Technical Bulletin C-3
Profile Mouldings – Definitions and Uses

Crown Profiles

Crown and Bed Mould
Used where walls and ceiling meet for a dramatic effect, crown mouldings are used to cover larger angles. Crowns are always “sprung” while best are either “sprung” or plain. A “sprung” moulding has the interior corner beveled off to better fit a right angle joint. Usually applied where a larger angle is to be covered.

Cove Profiles
A concave profile used at corners, particularly as a ceiling cornice. Small coves may be used as an inside corner guard.

Vertical handrail components used to protect people from falling through the handrail or guard rail system. Also known as spindle or stair stick, balusters can be made from wood, stone, metal and plastic and in a variety of shapes & sizes.

Quarter Round
Can be used as a base shoe, inside corner moulding or to cover any 90 degree recessed junctures. Often used to cover the line where roof and siding meet on exteriors.

A deep concave moulding more than 1/4 round.

Casing Profiles

Used to trim both sides of doors, windows and large openings.

Adams Casing
Used to cover the gap between a wall surface and door or window frame. Casings define the overall character of a room and are often the most visible part of the trim.

Back Band
A rabbeted moulding used to surround the outside edge of casing.

Base Cap
A decorative member installed flush against the wall and the top of an S-4-S baseboard. Also used as a decorative piece on uneven floor & wall junctions.

Brick Mould
A common exterior door and window casing which provides a surface for brick or other siding materials to butt against. Many windows and some doors have narrow built-in exterior casing. The thickness of the small edge is typically 11/4″ but can be as narrow as 11/8″, which is the same as storm and screen door thickness. It may be used to form a rabbet for screens, storm sash, or a combination door.

Rake Mould
A moulding applied to the rake or the exposed inclined ends of a gable roof; term is sometimes applied to any moulding installed in a direction other than horizontal or vertical; also known as a barge moulding.

Sill Profiles
The horizontal member forming the bottom of a window or exterior door frame; as applied in general to construction, the lowest member of the frame of a structure, resting on the foundation and supporting the frame.

Historic Sill
The bottom horizontal moulding of a window surround designed to match the style and look of colonial window sills.

Additional Profiles

Base Shoe
Applied where base moulding meets the floor to protect the base moulding from damage.

Chair Rail
An interior moulding applied about a third up the wall from the floor, paralleling the base moulding and encircling the perimeter of a room. Originally user to prevent chairs from marring walls. Used today as a decorative element or a divider between wall covering such as wallpaper and paint or wainscoting.

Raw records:
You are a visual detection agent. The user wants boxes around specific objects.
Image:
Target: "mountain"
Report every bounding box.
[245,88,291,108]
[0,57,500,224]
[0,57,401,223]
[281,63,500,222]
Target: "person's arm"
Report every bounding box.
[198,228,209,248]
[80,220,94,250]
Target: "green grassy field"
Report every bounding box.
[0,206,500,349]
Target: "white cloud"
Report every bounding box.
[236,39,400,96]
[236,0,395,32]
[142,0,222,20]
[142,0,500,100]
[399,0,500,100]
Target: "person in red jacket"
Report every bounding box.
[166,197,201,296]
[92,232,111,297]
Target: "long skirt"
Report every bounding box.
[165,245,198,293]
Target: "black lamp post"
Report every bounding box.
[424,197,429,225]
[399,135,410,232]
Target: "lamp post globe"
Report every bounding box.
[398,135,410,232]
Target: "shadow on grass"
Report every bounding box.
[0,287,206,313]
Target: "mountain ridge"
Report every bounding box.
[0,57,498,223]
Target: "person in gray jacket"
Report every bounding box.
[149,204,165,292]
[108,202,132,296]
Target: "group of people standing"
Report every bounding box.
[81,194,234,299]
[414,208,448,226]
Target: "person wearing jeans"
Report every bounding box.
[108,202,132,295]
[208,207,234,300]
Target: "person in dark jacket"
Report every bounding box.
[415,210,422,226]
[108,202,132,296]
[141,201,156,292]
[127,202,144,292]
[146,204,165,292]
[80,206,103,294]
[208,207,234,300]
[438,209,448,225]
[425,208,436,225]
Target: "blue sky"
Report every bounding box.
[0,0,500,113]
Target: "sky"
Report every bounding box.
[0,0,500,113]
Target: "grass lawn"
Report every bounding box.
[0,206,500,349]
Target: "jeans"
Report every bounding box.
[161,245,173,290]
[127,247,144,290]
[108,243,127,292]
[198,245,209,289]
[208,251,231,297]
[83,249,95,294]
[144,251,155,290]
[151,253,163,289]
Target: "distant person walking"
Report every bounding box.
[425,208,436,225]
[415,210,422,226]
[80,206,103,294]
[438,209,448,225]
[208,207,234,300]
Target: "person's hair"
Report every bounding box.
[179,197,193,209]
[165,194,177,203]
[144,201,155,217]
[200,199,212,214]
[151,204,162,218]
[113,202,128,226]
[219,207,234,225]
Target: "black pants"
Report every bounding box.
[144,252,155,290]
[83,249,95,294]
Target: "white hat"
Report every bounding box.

ACTIONS TO TAKE ::
[1] Reproduce the part of the moulding bulletin between "Crown Profiles" and "to be covered.", inclusive.
[2] Answer these questions using the moulding bulletin.
(a) What is a back band used to surround?
(b) What other name is given for a rake mould?
(c) How far up the wall from the floor is a chair rail applied?
[3] Write the next part of the moulding bulletin, picking up after its last definition.

ANSWERS TO EACH TASK ::
[1]
Crown Profiles

Crown and Bed Mould
Used where walls and ceiling meet for a dramatic effect, crown mouldings are used to cover larger angles. Crowns are always “sprung” while best are either “sprung” or plain. A “sprung” moulding has the interior corner beveled off to better fit a right angle joint. Usually applied where a larger angle is to be covered.

[2]
(a) The outside edge of casing.
(b) A barge moulding.
(c) About a third of the way up.

[3]
A series of small rectangular blocks projecting from a piece of moulding.

Drip Cap
Applied over the exterior window and door frames to keep water from seeping under the siding and directing it away from the door or window. Also makes an attractive contemporary interior door and window casing.

Half Round
A moulding with a profile that is a half circle with many purposes such as shelf edge, panel mould, screen mould or a bead.

Panel Mould
A decorative pattern originally used to trim out raised panel wall construction. It is most useful when fabricated into
a frame, surrounding attractive wall covering for a paneled effect walls. It can be applied on top of a smooth trimboard or cut in short lengths to make decorative patterns.

An architectural non-structural element used for decorative purposes over window and doors.

A rectangular, circular or semi-circular member used as a simulated column in entrances and other door openings and fireplace mantles; usually contains base, shaft and capital.

Plinth Block
A block at the base of a pilaster; a block of wood placed at the bottom of side door casing to terminate the casing as well as the base. Since the door casings and bases are moulded, plinth blocks offer a good looking, sturdy member which solves the problem of joining casing and base mouldings with different profiles. Plinth blocks are thicker and wider than the abutting members.

In door trim, a stop is nailed to the faces of the door frame to prevent the door from swinging through. As in window trim, a stop holds the bottom sash of a double-hung window in place.

A horizontal crosspiece over a door or between a door and a window above it; a small hinged window above a door or another window.

A lower interior wall surface (usually 3 to 4 feet above the floor) that contrasts with the wall surface above it; an interior wall composed of two different interior wall surfaces, one above the other.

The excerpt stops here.